Only lines containing "stamp" belong in the answer, each copied from the entries below.

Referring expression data
-=-=-=-=-
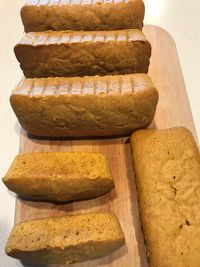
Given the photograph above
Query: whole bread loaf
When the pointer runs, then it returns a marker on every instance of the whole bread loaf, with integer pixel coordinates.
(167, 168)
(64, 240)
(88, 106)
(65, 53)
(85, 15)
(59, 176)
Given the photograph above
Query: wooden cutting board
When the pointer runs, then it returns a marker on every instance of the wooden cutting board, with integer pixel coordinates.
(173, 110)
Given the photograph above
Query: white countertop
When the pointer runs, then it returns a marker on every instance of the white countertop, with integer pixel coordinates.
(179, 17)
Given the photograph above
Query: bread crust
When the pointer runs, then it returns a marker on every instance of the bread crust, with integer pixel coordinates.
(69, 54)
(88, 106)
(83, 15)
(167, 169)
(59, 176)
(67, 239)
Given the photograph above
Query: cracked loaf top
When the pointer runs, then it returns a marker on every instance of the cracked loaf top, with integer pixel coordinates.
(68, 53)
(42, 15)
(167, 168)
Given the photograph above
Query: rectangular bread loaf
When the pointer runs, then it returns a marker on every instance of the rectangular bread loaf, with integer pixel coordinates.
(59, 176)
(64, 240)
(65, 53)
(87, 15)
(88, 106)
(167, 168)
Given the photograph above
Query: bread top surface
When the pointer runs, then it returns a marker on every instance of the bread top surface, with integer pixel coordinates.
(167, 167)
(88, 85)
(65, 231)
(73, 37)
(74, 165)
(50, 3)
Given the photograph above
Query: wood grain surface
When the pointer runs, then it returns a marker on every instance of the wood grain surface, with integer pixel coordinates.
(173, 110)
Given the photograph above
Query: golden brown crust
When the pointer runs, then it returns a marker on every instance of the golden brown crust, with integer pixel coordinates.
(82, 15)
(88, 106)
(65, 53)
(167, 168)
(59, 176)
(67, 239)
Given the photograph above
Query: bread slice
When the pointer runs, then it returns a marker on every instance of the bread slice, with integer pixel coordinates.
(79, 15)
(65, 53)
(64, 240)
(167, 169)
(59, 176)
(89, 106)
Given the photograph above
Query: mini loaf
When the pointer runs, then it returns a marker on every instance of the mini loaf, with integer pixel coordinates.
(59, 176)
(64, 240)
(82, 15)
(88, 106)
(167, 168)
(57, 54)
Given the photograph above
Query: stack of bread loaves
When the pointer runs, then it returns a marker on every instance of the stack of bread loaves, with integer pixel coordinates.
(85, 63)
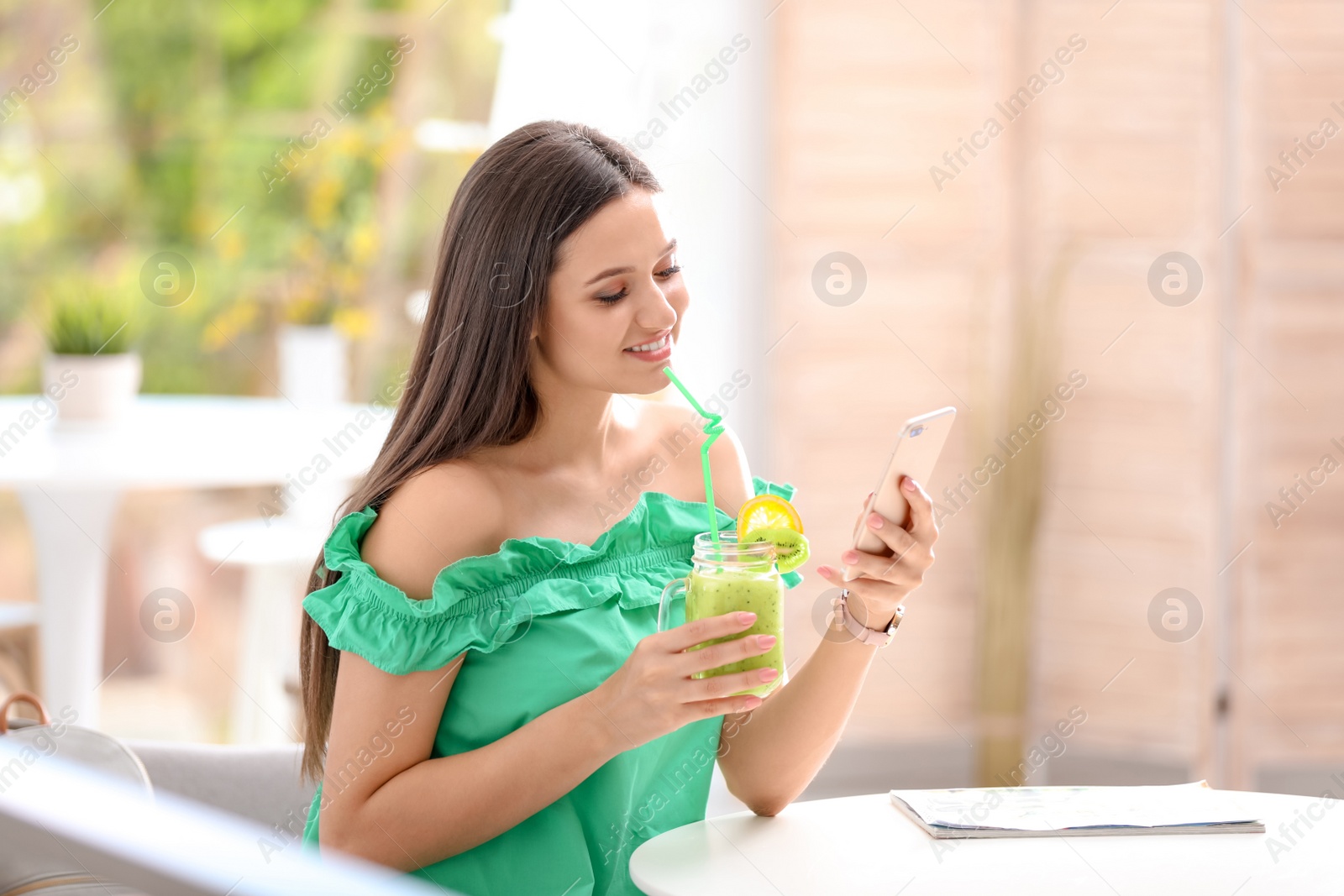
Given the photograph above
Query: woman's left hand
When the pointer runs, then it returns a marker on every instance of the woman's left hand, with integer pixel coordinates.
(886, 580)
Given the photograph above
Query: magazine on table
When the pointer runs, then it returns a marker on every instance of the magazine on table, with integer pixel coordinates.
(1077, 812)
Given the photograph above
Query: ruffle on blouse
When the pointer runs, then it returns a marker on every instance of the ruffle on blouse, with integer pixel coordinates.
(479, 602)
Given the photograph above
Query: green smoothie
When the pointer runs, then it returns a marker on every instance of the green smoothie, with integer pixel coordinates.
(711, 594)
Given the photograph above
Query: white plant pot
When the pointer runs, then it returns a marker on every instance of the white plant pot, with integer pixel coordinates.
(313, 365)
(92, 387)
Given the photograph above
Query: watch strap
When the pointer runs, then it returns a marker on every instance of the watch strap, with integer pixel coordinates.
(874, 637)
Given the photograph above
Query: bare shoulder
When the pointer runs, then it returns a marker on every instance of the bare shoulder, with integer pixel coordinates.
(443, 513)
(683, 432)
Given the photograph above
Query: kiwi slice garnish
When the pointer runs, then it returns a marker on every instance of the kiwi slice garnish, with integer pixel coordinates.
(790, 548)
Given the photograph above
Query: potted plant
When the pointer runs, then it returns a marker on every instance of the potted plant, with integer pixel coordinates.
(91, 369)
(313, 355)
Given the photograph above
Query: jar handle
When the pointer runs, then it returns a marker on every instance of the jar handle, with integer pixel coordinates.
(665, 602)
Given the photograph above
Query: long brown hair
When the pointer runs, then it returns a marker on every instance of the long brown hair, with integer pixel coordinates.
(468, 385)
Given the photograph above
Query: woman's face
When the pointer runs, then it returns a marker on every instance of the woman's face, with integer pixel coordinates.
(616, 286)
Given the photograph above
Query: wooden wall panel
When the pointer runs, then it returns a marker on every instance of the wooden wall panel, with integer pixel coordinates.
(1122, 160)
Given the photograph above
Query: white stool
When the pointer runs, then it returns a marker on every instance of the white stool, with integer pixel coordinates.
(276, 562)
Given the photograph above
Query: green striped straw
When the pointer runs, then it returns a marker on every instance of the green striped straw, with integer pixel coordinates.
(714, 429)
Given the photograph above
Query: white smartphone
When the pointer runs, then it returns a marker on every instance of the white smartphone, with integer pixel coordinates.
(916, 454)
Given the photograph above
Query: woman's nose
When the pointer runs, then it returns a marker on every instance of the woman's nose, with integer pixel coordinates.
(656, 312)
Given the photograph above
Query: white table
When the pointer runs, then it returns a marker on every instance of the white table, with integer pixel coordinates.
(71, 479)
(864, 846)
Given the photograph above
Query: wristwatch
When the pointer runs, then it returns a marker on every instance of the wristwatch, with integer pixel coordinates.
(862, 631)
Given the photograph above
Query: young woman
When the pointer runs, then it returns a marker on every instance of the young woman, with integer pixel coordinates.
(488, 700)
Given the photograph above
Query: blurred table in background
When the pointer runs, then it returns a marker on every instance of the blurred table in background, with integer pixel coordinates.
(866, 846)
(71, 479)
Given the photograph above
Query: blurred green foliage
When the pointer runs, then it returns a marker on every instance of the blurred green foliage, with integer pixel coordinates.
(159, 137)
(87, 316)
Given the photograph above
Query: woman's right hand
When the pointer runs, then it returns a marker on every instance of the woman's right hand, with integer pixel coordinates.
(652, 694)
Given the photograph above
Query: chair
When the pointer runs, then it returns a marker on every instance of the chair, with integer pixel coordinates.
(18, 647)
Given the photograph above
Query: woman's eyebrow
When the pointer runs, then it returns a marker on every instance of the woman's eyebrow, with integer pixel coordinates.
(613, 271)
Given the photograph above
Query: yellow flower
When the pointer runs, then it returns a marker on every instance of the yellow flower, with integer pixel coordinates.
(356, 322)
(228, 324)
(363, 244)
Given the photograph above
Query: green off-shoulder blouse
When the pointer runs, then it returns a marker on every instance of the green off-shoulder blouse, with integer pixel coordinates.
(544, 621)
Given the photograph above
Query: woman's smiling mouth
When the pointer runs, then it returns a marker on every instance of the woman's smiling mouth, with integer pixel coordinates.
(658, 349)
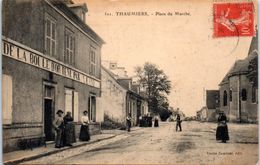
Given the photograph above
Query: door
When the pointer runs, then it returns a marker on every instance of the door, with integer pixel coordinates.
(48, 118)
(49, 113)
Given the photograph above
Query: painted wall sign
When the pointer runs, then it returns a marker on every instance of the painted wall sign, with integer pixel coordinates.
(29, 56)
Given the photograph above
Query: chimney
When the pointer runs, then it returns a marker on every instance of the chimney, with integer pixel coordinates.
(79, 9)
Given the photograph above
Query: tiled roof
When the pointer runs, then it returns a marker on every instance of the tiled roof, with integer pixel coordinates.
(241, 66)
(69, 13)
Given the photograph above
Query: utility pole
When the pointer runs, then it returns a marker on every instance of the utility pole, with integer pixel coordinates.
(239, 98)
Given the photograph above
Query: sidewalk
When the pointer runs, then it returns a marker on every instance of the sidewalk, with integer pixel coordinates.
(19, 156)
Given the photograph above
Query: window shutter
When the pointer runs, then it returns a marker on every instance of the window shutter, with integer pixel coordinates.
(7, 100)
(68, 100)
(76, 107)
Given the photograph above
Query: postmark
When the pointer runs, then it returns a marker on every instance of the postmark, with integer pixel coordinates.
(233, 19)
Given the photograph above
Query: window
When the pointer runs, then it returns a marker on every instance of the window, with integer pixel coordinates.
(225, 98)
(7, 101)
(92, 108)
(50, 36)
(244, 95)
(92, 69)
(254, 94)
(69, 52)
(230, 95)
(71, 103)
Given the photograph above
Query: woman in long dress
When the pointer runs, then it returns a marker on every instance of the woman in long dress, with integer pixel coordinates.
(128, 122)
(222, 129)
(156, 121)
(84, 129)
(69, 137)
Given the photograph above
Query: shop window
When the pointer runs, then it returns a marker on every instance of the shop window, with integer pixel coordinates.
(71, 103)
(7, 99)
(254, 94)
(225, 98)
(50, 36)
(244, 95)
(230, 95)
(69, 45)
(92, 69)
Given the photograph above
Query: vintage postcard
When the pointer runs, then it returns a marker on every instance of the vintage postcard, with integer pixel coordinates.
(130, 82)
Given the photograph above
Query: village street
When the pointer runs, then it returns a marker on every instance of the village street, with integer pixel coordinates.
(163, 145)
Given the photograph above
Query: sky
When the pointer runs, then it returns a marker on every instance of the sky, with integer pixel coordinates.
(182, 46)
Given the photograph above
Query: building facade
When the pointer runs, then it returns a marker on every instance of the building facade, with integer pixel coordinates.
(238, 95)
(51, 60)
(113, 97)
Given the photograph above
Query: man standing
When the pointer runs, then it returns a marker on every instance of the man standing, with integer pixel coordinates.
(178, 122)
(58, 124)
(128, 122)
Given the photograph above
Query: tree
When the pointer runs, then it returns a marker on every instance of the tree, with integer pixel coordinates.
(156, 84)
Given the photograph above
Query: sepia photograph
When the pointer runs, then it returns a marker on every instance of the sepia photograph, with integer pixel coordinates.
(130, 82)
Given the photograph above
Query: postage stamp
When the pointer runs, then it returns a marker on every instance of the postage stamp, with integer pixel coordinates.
-=-=-=-=-
Answer to this task.
Query: postage stamp
When the pointer runs, then it returns a marker on every instance of the postage stamp, with integer pixel coordinates.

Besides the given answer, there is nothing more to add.